REQUIRED ACTION: Would you repeat the entries below exactly and omit the pictures?

· · · · · · ·

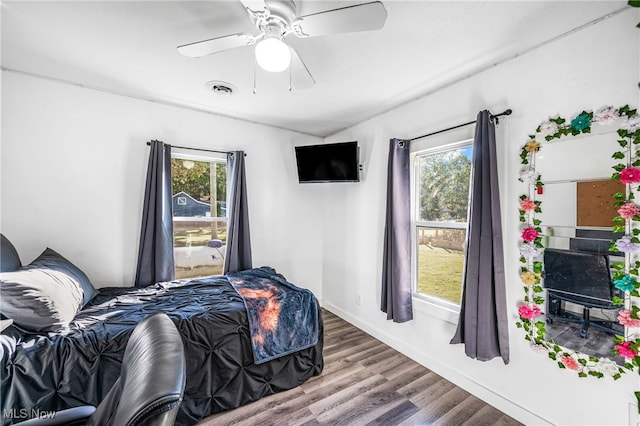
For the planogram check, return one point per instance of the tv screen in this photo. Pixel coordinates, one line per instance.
(335, 162)
(578, 273)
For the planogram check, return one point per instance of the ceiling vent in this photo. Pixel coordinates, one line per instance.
(221, 88)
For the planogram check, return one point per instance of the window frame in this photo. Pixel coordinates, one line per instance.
(201, 156)
(441, 308)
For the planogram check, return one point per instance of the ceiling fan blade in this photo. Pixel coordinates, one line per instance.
(215, 45)
(301, 78)
(364, 17)
(255, 6)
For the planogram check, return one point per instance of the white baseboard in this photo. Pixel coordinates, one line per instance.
(498, 401)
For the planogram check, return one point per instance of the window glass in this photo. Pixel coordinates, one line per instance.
(441, 188)
(199, 216)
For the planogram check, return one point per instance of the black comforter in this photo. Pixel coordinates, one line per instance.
(57, 371)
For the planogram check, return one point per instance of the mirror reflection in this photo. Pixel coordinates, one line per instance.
(576, 224)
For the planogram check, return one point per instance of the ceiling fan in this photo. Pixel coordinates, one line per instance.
(277, 19)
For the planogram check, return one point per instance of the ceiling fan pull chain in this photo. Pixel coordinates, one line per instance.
(254, 75)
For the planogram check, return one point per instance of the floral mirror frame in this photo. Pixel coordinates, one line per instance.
(625, 277)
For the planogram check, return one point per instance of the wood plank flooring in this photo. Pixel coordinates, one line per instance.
(365, 382)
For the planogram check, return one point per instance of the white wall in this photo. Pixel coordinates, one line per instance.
(73, 167)
(594, 67)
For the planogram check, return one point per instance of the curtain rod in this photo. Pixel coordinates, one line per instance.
(492, 116)
(199, 149)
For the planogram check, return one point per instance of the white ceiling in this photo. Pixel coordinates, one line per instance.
(129, 48)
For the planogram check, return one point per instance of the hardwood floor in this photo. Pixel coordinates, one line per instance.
(365, 382)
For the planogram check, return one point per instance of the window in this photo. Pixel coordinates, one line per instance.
(199, 215)
(441, 199)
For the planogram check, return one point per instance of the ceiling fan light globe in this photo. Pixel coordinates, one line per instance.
(273, 55)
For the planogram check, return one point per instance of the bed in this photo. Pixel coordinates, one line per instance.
(234, 354)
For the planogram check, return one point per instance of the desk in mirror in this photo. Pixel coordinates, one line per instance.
(571, 237)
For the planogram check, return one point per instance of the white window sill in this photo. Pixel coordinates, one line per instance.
(437, 310)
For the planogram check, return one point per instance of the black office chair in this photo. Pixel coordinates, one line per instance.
(150, 387)
(582, 278)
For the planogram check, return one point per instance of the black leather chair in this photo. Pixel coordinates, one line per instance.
(150, 387)
(582, 278)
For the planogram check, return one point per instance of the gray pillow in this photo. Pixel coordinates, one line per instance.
(53, 260)
(44, 295)
(9, 259)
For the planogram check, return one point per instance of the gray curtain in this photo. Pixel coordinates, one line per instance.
(155, 252)
(482, 325)
(238, 254)
(396, 258)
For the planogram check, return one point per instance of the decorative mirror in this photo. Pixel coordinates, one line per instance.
(579, 241)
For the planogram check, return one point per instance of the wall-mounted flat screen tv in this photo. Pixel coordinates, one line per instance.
(334, 162)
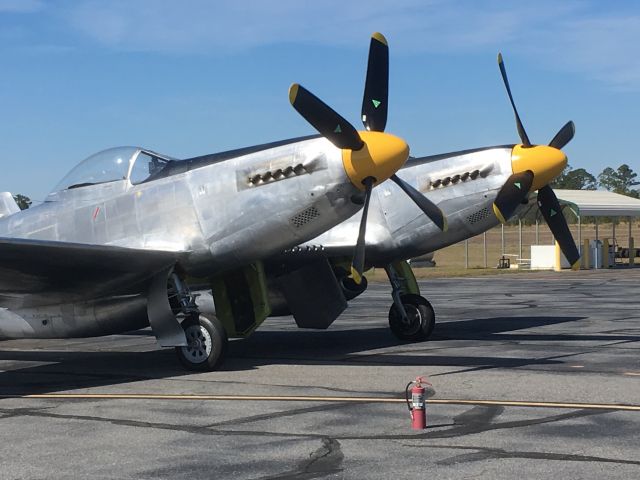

· · · · · · ·

RESPONSE BELOW:
For the planogram check, return one point per instance of the tv screen in this photo. Pixel coordinates, one line per instance.
(335, 162)
(578, 273)
For the planogram check, return one point per instance of the ceiling vent in this photo. Pixel coordinates, one line per instance.
(221, 88)
For the planogram check, return one point per instance of the window frame in this photo. Pixel coordinates, one line per instance.
(201, 156)
(441, 308)
For the planogram check, return one point per instance of the ceiling fan blade in this photo. Pixel coordinates, one line per instance.
(215, 45)
(301, 78)
(364, 17)
(255, 6)
For the planogram check, return one point per instance of the white baseboard in this photo. Pixel coordinates, one line per instance.
(498, 401)
For the planogram check, return one point per instance of the window glass in this photo. Pixel coordinates, one line per instance.
(441, 188)
(199, 216)
For the planogram check, return one point per instance of the black comforter in this photo. Pixel coordinates, one line per instance.
(57, 371)
For the planogram check, return one point per instance of the mirror reflection in this photo. Pixel coordinates, one line per instance.
(576, 224)
For the planogram check, return one point per instance of the ceiling fan in this photo. Pixel coordinates, one line per instance.
(277, 19)
For the planogram check, return one point per instance of the ceiling fan pull chain in this photo. Pixel coordinates, one line per instance.
(254, 75)
For the planogram check, return one point per instance of the floral mirror frame in this photo. Pixel coordinates, one line per instance.
(625, 277)
For the planogram check, return one point per instance of the wood plank flooring in this photo. Pixel coordinates, one line per instance.
(365, 382)
For the planogram check, return one point per instance of the white wall in this photo. Pixel coordinates, one line per instance.
(73, 167)
(594, 67)
For the planogram check, return one point per instance of the curtain rod in this photo. Pixel coordinates, one line per instance.
(492, 116)
(199, 149)
For the planogram check, return one point per instance of the white ceiling in this photo. Pixel coordinates, one line per instance.
(129, 48)
For the planogram check, return one point per instance of the hardwood floor in this photo. Pixel coordinates, one line per instance.
(365, 382)
For the planogram check, return one point per instance of the window in this photo. Pixel coordinates, one line per instance.
(199, 215)
(441, 199)
For the planogram check, return one point per instance of the ceiling fan light globe in this photo. Pixel coordinates, one line per instance.
(273, 55)
For the planogram check, return one point per instance of the bed in this photo. Pixel coordinates, one line per instance.
(234, 354)
For the planogram check, return one point per instance of the desk in mirror in this photo. Pixel coordinates, one line per instance.
(571, 237)
For the planogram check, return one point per instance of the white window sill in this photo. Pixel coordinates, one line per instance.
(437, 310)
For the planogram check, return one point per instance of the black office chair in this photo. Pixel coordinates, one line per instance.
(150, 387)
(582, 278)
For the planogram check, return one point per instance of the black leather chair in this photo. Pixel coordinates, one line per instance.
(150, 387)
(582, 278)
For the planogram check, return one point per instance of the gray pillow in this photo. Pixel coordinates, one line per instance.
(53, 260)
(44, 295)
(9, 259)
For the planogram check, return one point per instance of the gray curtain in this photo. Pixel coordinates, one line per instance.
(155, 252)
(482, 325)
(238, 254)
(396, 258)
For the planogram check, return one point per instance of the decorative mirror in this photo. Pixel coordinates, one line per instance.
(579, 241)
For the planogram check, return one point per instance of the wall-mounted flat screen tv in this photo. Pixel coordinates, one line per instance.
(334, 162)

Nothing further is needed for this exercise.